Records from an annotation dataset
•••••

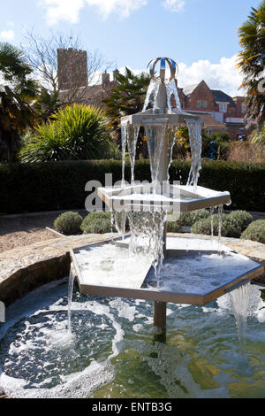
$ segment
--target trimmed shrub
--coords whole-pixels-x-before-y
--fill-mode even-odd
[[[265,220],[252,222],[241,235],[242,240],[252,240],[265,244]]]
[[[179,220],[167,221],[166,227],[168,233],[179,233],[181,231],[181,224]]]
[[[80,228],[84,234],[110,233],[111,213],[107,212],[90,212],[84,219]]]
[[[229,214],[229,218],[231,218],[236,221],[240,233],[243,233],[243,231],[245,231],[253,221],[253,216],[246,212],[246,211],[233,211]]]
[[[54,221],[55,228],[65,235],[80,234],[80,225],[83,219],[78,212],[64,212]]]
[[[214,235],[218,235],[219,219],[218,215],[213,216]],[[203,234],[205,235],[211,235],[211,220],[210,218],[200,220],[192,226],[192,233]],[[237,227],[235,220],[230,218],[229,215],[223,215],[221,235],[223,237],[238,238],[240,230]]]
[[[179,222],[182,226],[192,227],[200,220],[208,218],[209,212],[206,210],[198,210],[192,212],[185,212],[180,214]]]
[[[74,104],[60,110],[48,123],[24,138],[20,160],[84,160],[108,156],[110,135],[104,112],[93,105]],[[111,150],[113,151],[113,150]]]

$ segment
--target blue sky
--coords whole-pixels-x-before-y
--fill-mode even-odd
[[[260,0],[0,0],[0,40],[19,44],[24,27],[80,35],[84,49],[140,71],[158,56],[179,65],[178,83],[202,78],[231,95],[241,81],[235,70],[238,28]]]

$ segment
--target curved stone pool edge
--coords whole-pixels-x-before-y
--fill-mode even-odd
[[[86,235],[57,238],[19,247],[0,254],[0,301],[5,306],[30,291],[52,281],[63,279],[70,272],[70,250],[110,240],[117,235]],[[185,238],[210,239],[207,235],[172,234]],[[248,240],[222,238],[222,244],[265,265],[265,244]],[[259,278],[265,283],[265,276]]]

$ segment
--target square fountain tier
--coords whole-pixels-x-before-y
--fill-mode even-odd
[[[98,188],[97,194],[110,211],[152,211],[154,207],[168,212],[187,212],[231,203],[229,192],[199,186],[194,190],[193,186],[187,185],[158,185],[155,192],[150,183]]]
[[[167,247],[158,281],[146,255],[111,242],[72,250],[81,293],[204,305],[264,273],[226,246],[219,252],[210,240],[168,236]]]
[[[165,113],[160,113],[159,111],[155,112],[153,109],[147,110],[146,112],[136,112],[129,116],[121,118],[121,124],[132,125],[139,127],[145,126],[177,126],[186,124],[186,119],[200,119],[203,120],[203,115],[192,114],[190,112],[177,112],[173,110],[166,110]]]

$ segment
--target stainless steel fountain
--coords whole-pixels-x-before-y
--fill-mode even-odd
[[[263,273],[261,265],[216,241],[198,240],[193,244],[192,239],[166,235],[169,215],[177,213],[178,216],[180,212],[231,202],[229,192],[197,186],[201,168],[202,119],[200,115],[182,111],[175,80],[177,68],[177,64],[167,58],[154,59],[148,65],[151,81],[143,111],[121,119],[121,184],[98,189],[99,196],[110,210],[121,214],[123,227],[128,215],[131,236],[71,252],[74,274],[82,293],[154,301],[154,325],[161,328],[166,326],[167,302],[203,305]],[[169,166],[172,150],[176,134],[183,126],[189,129],[191,171],[186,185],[170,184]],[[140,127],[144,127],[147,136],[151,183],[134,181]],[[130,184],[125,181],[126,145],[132,165]],[[144,236],[142,240],[148,240],[148,248],[144,249],[139,234]]]

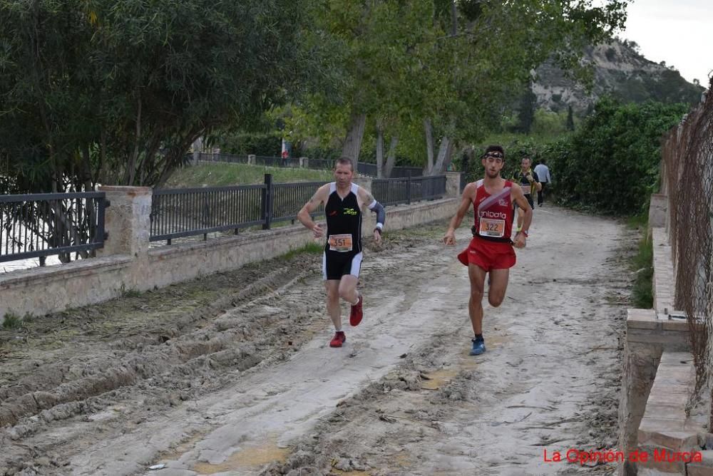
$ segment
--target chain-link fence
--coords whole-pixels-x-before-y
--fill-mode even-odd
[[[711,81],[713,86],[713,80]],[[662,192],[676,276],[674,306],[686,313],[696,390],[713,368],[713,95],[684,116],[662,149]]]

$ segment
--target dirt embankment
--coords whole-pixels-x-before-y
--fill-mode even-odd
[[[0,475],[578,471],[543,452],[615,445],[635,240],[535,214],[476,358],[454,259],[469,232],[446,248],[444,224],[369,244],[341,349],[314,254],[0,331]]]

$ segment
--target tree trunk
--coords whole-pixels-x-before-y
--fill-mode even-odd
[[[430,175],[434,170],[434,126],[430,119],[424,119],[424,130],[426,132],[426,156],[429,159],[425,175]]]
[[[443,136],[443,139],[441,140],[441,145],[438,147],[438,157],[436,160],[436,165],[434,167],[434,170],[431,171],[431,175],[436,175],[441,173],[445,169],[447,164],[446,163],[446,159],[448,163],[451,162],[451,158],[448,157],[451,154],[451,140],[446,136]]]
[[[344,145],[342,147],[342,155],[352,160],[354,170],[356,171],[356,162],[359,161],[359,152],[361,149],[361,139],[364,138],[364,128],[366,123],[366,114],[354,114],[352,116],[352,125],[347,133]]]
[[[384,178],[384,129],[376,126],[376,178]]]
[[[392,135],[391,142],[389,145],[389,155],[386,157],[386,165],[384,170],[384,176],[391,178],[394,165],[396,161],[396,145],[399,143],[399,136]]]

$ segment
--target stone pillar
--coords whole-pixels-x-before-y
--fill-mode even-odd
[[[649,202],[649,224],[647,236],[651,238],[652,229],[657,227],[668,230],[668,196],[661,193],[651,194]]]
[[[446,196],[456,197],[461,196],[460,172],[446,172]]]
[[[104,219],[108,234],[104,247],[97,256],[130,254],[143,257],[148,252],[150,236],[151,196],[150,187],[99,187],[110,202]]]

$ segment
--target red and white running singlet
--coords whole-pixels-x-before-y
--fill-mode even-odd
[[[476,198],[473,210],[476,215],[475,236],[493,242],[510,243],[513,232],[513,182],[505,181],[502,190],[491,195],[486,191],[483,180],[476,182]]]

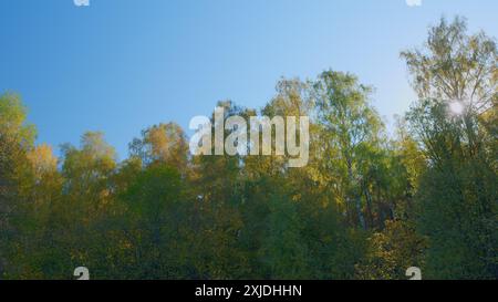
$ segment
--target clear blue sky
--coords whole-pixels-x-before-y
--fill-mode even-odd
[[[374,85],[387,119],[414,100],[401,50],[443,14],[498,37],[496,0],[0,0],[0,92],[29,107],[39,142],[102,131],[127,156],[141,129],[187,128],[219,100],[261,107],[281,77],[332,67]]]

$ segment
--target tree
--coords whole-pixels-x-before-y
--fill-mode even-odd
[[[429,244],[426,275],[496,278],[496,43],[468,35],[460,18],[442,19],[424,51],[402,56],[421,97],[406,117],[428,164],[416,195],[417,228]]]

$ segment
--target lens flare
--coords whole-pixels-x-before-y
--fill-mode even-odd
[[[464,113],[464,111],[465,111],[465,106],[459,101],[453,101],[452,103],[449,103],[449,111],[454,115],[461,115]]]

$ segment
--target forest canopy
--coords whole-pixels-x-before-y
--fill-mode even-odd
[[[191,156],[175,123],[116,159],[98,132],[35,144],[19,95],[0,95],[0,279],[498,278],[495,38],[442,19],[401,53],[418,95],[395,135],[347,72],[283,79],[261,110],[310,116],[309,163]],[[229,131],[226,131],[229,135]]]

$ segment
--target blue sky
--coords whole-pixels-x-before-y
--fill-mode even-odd
[[[0,92],[21,94],[39,142],[102,131],[127,144],[153,124],[187,128],[219,100],[259,108],[281,77],[349,71],[386,119],[414,100],[400,51],[442,15],[498,37],[496,0],[0,0]]]

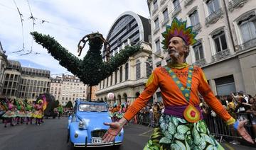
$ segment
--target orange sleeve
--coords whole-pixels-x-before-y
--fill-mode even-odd
[[[198,91],[203,97],[204,100],[213,111],[218,114],[218,115],[226,122],[228,125],[234,123],[235,120],[230,116],[225,108],[221,105],[220,102],[215,98],[207,82],[203,70],[200,69],[200,71]]]
[[[146,106],[147,101],[151,98],[158,88],[159,79],[156,76],[157,69],[158,69],[153,71],[146,83],[145,89],[124,113],[124,117],[128,121],[134,117],[141,109]]]

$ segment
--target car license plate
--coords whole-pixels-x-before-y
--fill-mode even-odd
[[[102,143],[102,138],[92,138],[92,143]]]

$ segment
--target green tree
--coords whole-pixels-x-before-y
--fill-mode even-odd
[[[89,50],[83,59],[80,59],[61,46],[54,38],[32,32],[36,42],[47,49],[59,64],[77,76],[85,84],[90,86],[97,85],[100,81],[110,76],[118,67],[124,64],[129,57],[142,50],[140,45],[126,46],[107,62],[102,62],[101,49],[104,41],[100,33],[87,35]]]
[[[65,106],[65,108],[73,108],[73,104],[71,101],[68,101],[68,103]]]

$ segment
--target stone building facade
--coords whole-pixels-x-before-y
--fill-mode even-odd
[[[48,93],[50,71],[23,67],[18,61],[9,60],[4,74],[2,96],[35,100],[41,93]]]
[[[256,3],[253,0],[148,0],[153,67],[169,59],[161,33],[177,17],[198,33],[186,61],[200,66],[213,92],[256,93]],[[155,100],[161,100],[158,90]]]
[[[151,73],[148,63],[151,54],[149,43],[150,34],[149,19],[133,12],[124,12],[116,19],[107,38],[110,45],[110,57],[122,51],[126,45],[140,44],[144,50],[130,57],[127,63],[98,84],[99,90],[96,92],[98,100],[107,101],[110,105],[114,103],[132,103],[143,91]],[[106,51],[103,50],[104,60],[106,54]],[[114,94],[114,99],[112,101],[107,98],[110,92]]]
[[[68,101],[75,103],[76,98],[86,99],[86,88],[80,79],[73,75],[63,75],[51,79],[50,93],[65,105]]]

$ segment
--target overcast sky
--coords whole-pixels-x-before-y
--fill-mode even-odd
[[[15,3],[22,14],[23,28]],[[99,31],[106,38],[116,18],[128,11],[149,18],[146,0],[0,0],[0,41],[8,59],[19,61],[22,67],[48,69],[51,74],[65,73],[67,70],[32,40],[31,16],[35,18],[33,30],[54,37],[78,56],[77,45],[84,35]],[[23,50],[23,43],[24,51],[13,53]],[[31,50],[31,54],[22,55]],[[80,58],[85,55],[82,51]]]

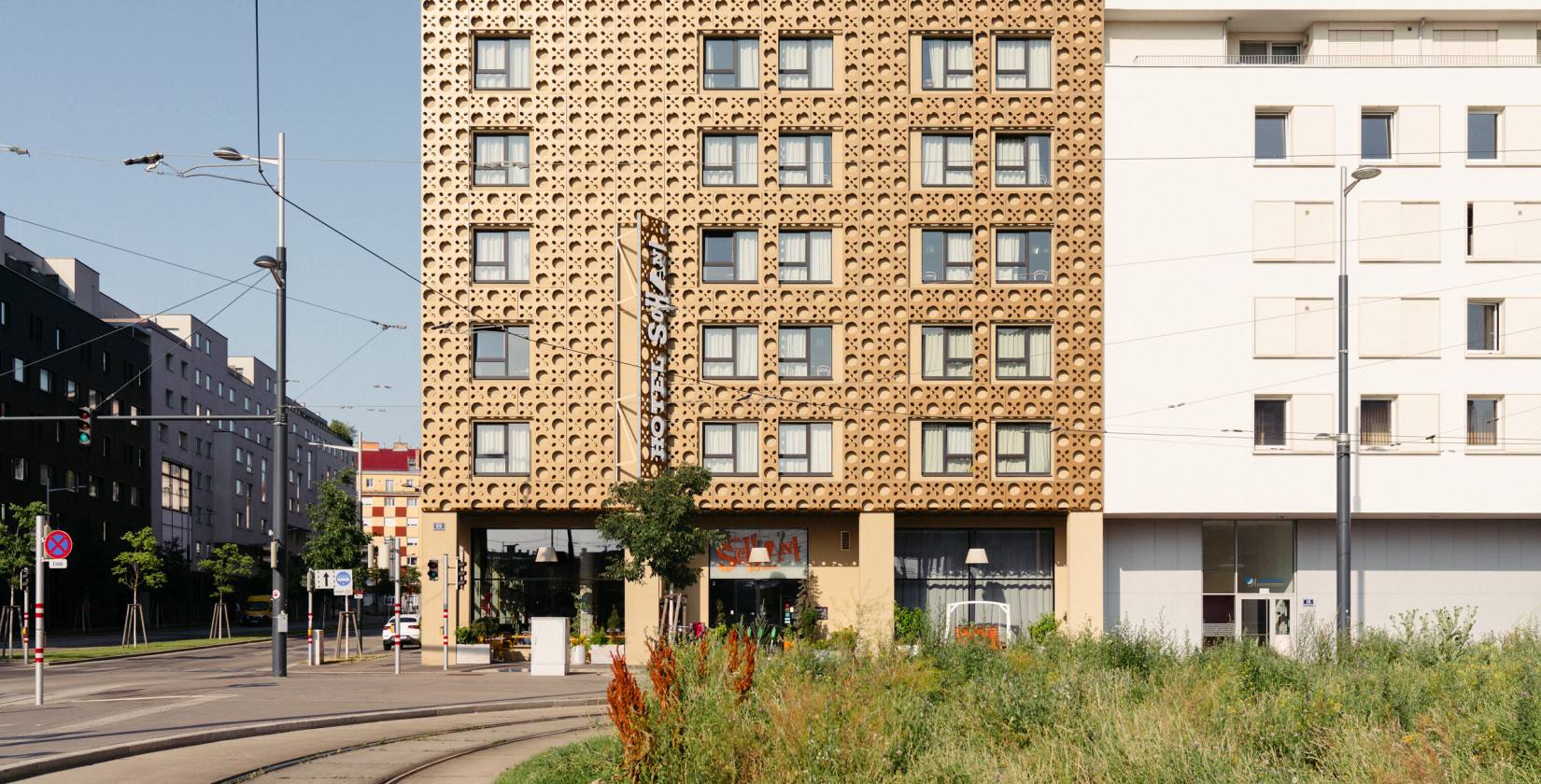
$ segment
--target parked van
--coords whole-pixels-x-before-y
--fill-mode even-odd
[[[271,624],[273,599],[265,593],[247,596],[247,601],[240,604],[240,619],[247,625]]]

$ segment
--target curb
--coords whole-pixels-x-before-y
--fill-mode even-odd
[[[88,752],[71,752],[71,753],[48,756],[43,759],[35,759],[31,762],[22,762],[18,766],[0,767],[0,782],[20,781],[31,776],[40,776],[43,773],[57,773],[60,770],[94,766],[97,762],[123,759],[125,756],[137,756],[151,752],[165,752],[168,749],[182,749],[186,745],[200,745],[219,741],[234,741],[239,738],[254,738],[257,735],[276,735],[282,732],[296,732],[296,730],[319,730],[324,727],[347,727],[350,724],[370,724],[374,721],[425,719],[433,716],[456,716],[464,713],[498,713],[505,710],[533,710],[533,709],[582,707],[582,705],[604,705],[604,704],[607,704],[606,698],[536,699],[536,701],[505,699],[499,702],[478,702],[473,705],[371,710],[368,713],[344,713],[333,716],[316,716],[308,719],[237,724],[234,727],[225,727],[220,730],[188,732],[182,735],[168,735],[163,738],[149,738],[145,741],[129,741],[116,745],[103,745],[99,749],[91,749]]]

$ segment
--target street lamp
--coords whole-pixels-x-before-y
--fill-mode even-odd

•••••

### GIVEN INSTRUCTION
Report each line in the rows above that contains the string "stone", and copy every such line in full. Matching is case-sensitive.

### WRITTEN SOLUTION
--target curved stone pool edge
--target stone pillar
--target stone building facade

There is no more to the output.